Request — Render the listing below as a JSON list of strings, one string per line, with blank lines omitted.

Stored dataset items —
=======

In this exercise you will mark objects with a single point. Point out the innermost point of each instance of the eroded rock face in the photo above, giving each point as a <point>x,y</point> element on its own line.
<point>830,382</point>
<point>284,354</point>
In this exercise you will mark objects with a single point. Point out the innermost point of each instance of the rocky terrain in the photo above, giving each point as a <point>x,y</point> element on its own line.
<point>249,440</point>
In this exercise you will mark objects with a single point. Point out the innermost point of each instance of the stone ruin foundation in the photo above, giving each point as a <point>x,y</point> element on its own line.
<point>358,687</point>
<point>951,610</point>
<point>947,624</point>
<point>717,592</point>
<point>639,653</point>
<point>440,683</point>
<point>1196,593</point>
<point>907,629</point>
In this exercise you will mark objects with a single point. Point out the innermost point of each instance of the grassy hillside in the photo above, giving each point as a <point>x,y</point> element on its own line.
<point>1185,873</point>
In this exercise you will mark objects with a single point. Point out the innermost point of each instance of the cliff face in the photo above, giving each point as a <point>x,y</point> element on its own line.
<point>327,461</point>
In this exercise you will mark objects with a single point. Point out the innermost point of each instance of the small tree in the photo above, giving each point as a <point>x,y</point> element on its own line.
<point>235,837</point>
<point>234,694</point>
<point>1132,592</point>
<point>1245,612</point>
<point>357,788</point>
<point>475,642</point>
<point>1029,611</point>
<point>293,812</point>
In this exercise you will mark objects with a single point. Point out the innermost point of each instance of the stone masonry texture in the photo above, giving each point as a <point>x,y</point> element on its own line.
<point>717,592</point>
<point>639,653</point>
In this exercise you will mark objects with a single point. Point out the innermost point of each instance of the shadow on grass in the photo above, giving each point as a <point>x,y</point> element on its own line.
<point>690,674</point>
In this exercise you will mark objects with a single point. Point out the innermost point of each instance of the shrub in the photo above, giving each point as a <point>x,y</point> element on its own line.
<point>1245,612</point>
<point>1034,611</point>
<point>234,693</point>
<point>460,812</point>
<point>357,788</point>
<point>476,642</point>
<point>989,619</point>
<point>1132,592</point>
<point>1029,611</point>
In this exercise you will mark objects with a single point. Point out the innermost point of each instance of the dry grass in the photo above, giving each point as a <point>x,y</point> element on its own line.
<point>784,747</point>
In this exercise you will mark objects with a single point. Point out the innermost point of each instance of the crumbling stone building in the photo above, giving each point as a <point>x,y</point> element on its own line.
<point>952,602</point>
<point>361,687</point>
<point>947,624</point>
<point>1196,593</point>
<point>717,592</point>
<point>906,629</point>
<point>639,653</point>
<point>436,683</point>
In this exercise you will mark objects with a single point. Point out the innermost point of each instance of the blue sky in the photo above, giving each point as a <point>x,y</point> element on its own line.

=======

Exercise solution —
[
  "In this exercise you will mark objects with a single point. Point out the innermost point of each instance of the eroded rock face in the photo above, giving each point as a <point>x,y</point> element on its own line.",
  "<point>830,382</point>",
  "<point>284,354</point>",
  "In this exercise you will mark objects with a single point. Point out the innermost point of each instance of the rocky terrain in the photo above, giving each point as a <point>x,y</point> element on its own line.",
  "<point>249,440</point>",
  "In this exercise you will mark objects with a single point. Point out the innermost point of each instance of the stone ruin foundation in the photo above, giving each point as a <point>x,y</point> element on its own line.",
  "<point>358,687</point>",
  "<point>951,610</point>",
  "<point>947,624</point>",
  "<point>717,592</point>",
  "<point>639,653</point>",
  "<point>440,683</point>",
  "<point>1196,593</point>",
  "<point>907,629</point>",
  "In this exercise you will mark objects with a single point. Point out the innermost point of each instance of the grassy hillside in the photo above, giving each point as a <point>x,y</point> element on its own line.",
  "<point>1185,873</point>",
  "In this exercise you will mark objects with a single point. Point out the innermost point of each instance of the cliff face in the photo above, giving each point as a <point>x,y</point> element on its own line.",
  "<point>327,461</point>",
  "In this exercise you will mark objects with a single point. Point out the innermost point of each instance of the small tree in the photo above, giving each point as a <point>x,y</point> element on its own line.",
  "<point>235,837</point>",
  "<point>234,694</point>",
  "<point>1132,592</point>",
  "<point>1245,612</point>",
  "<point>357,788</point>",
  "<point>475,642</point>",
  "<point>1029,611</point>",
  "<point>293,812</point>",
  "In this exercise you will mark objects with a single point. Point out the innermost point of each instance of the stone masonry texture in the photo above, giving each point as a <point>x,y</point> element on its own line.",
  "<point>717,592</point>",
  "<point>639,653</point>",
  "In this exercise you will mark objects with a single point. Point out the innermost point of each instance of the shadow on grass in the photo above, giving each point as a <point>x,y</point> element on its own line.",
  "<point>690,674</point>",
  "In this exercise you will mark objects with a single point. Point out the innermost point of each instance of the shrub in the photo above, giving each point as a <point>x,y</point> element on its own line.",
  "<point>1245,612</point>",
  "<point>1034,611</point>",
  "<point>234,693</point>",
  "<point>460,812</point>",
  "<point>357,788</point>",
  "<point>476,642</point>",
  "<point>989,619</point>",
  "<point>1132,592</point>",
  "<point>1029,611</point>",
  "In this exercise you will mark objects with a single point. Point out the innermost point of each instance of the dry grass in the photo above, giving each point as a <point>x,y</point> element on its own line.",
  "<point>784,747</point>",
  "In this exercise you will mark objects with a single point. Point out the innermost point of each instance of the crumbling stone building in the photo above, giving each point as a <point>x,y</point> element on its own line.",
  "<point>952,602</point>",
  "<point>361,687</point>",
  "<point>947,624</point>",
  "<point>1196,593</point>",
  "<point>717,592</point>",
  "<point>906,629</point>",
  "<point>639,653</point>",
  "<point>436,683</point>",
  "In this exercise you will mark objects with a single point. Point out the innermost point of each instance of the blue sky in the photo above, giving each point as a <point>x,y</point> element on its own line."
]